- Exercise prompt: Your task is to print every entry below exactly as given.

--

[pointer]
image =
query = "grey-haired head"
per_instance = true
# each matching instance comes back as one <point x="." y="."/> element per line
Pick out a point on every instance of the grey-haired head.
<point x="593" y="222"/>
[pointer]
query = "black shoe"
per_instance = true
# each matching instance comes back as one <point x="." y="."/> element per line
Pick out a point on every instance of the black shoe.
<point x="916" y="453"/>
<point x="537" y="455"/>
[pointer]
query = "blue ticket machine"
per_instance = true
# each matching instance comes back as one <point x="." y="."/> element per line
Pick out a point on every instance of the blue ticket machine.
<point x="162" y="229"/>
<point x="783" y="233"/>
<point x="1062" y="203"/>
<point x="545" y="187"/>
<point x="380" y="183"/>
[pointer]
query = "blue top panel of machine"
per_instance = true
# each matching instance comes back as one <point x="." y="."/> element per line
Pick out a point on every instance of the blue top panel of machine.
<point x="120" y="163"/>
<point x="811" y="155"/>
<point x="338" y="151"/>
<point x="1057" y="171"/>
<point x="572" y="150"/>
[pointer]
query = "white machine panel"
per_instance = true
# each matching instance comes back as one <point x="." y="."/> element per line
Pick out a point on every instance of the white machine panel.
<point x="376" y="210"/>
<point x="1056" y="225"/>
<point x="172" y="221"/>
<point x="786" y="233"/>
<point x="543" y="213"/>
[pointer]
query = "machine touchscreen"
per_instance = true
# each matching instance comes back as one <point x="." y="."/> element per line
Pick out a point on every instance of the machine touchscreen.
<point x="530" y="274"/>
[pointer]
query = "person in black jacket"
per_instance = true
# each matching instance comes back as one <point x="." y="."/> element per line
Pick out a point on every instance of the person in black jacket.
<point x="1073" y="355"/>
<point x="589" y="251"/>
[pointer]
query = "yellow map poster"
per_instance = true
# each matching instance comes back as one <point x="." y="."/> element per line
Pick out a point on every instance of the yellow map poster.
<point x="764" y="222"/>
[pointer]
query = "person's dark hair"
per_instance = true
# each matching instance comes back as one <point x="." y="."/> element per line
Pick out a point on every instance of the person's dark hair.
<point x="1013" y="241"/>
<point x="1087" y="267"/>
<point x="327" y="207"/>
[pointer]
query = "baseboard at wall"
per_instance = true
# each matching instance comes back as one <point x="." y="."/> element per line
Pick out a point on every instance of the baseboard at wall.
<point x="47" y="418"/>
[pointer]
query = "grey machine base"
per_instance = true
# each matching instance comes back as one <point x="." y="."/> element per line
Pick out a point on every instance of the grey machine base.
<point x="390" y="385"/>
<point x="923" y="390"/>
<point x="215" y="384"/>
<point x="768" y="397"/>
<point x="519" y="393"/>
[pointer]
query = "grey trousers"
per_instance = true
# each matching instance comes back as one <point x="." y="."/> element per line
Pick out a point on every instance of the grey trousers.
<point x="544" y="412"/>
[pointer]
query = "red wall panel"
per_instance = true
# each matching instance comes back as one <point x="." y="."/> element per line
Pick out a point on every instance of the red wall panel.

--

- Task solution:
[pointer]
image =
query = "grey-haired head"
per_instance = true
# each matching instance comes back as one <point x="." y="."/> element per line
Pick out a point on every instance of the grey-haired head.
<point x="593" y="222"/>
[pointer]
query = "black shoe"
per_instance = true
# each matching instance comes back as one <point x="." y="."/> element per line
Pick out a point on every instance of the black shoe.
<point x="916" y="453"/>
<point x="537" y="455"/>
[pointer]
query = "blue ticket machine"
per_instance = true
# each matching instance comes back as one <point x="." y="."/> element per line
Pick out a point on every instance of the blue ticket machine.
<point x="162" y="229"/>
<point x="783" y="233"/>
<point x="1062" y="203"/>
<point x="545" y="187"/>
<point x="380" y="183"/>
[pointer]
query = "blue top panel of machine"
per_instance = true
# each matching instance comes back as one <point x="." y="."/> element per line
Pick out a point on every instance of the blue top panel of machine.
<point x="120" y="163"/>
<point x="811" y="155"/>
<point x="338" y="151"/>
<point x="1057" y="171"/>
<point x="572" y="150"/>
[pointer]
query = "white machine panel"
per_instance = true
# each matching instance comes back as one <point x="." y="."/> element per line
Pick out a point on every instance of the white machine panel.
<point x="376" y="210"/>
<point x="1056" y="225"/>
<point x="172" y="221"/>
<point x="786" y="233"/>
<point x="543" y="213"/>
[pointer]
query = "machine touchscreen"
per_instance = true
# each matching instance comes back as one <point x="." y="."/> element per line
Pick out a point on every instance of the machine touchscreen.
<point x="530" y="274"/>
[pointer]
query = "person in black jacket"
per_instance = true
# each matching instance comes back as one <point x="." y="."/> element per line
Pick out a point on every instance of the person in black jacket.
<point x="1073" y="355"/>
<point x="589" y="251"/>
[pointer]
query = "yellow map poster"
per_instance = true
# each matching instance comes back as one <point x="." y="."/> element per line
Pick out a point on every instance of the yellow map poster.
<point x="764" y="222"/>
[pointer]
query = "person's dark hair"
per_instance = true
# each matching instance comes back as one <point x="." y="."/> element per line
Pick out a point on every instance of the person's dark hair.
<point x="1013" y="241"/>
<point x="1087" y="267"/>
<point x="327" y="207"/>
[pointer]
query = "baseboard at wall"
per_instance = true
# each matching instance comes back as one <point x="." y="."/> element per line
Pick out a point on every instance of the baseboard at wall.
<point x="47" y="418"/>
[pointer]
query = "grey machine base"
per_instance = true
# each matching instance comes back as one <point x="." y="."/> element per line
Pick out a point on every instance of the grey machine base.
<point x="390" y="385"/>
<point x="923" y="390"/>
<point x="215" y="384"/>
<point x="768" y="397"/>
<point x="519" y="393"/>
[pointer]
query = "grey trousers"
per_instance = true
# each matching instance comes back as one <point x="." y="."/> element per line
Pick out a point on every instance of the grey trousers.
<point x="544" y="412"/>
[pointer]
query = "red wall panel"
per_instance = true
# each matching instance comes back as one <point x="." y="."/> element per line
Pick out a point on every instance of the red wall panel.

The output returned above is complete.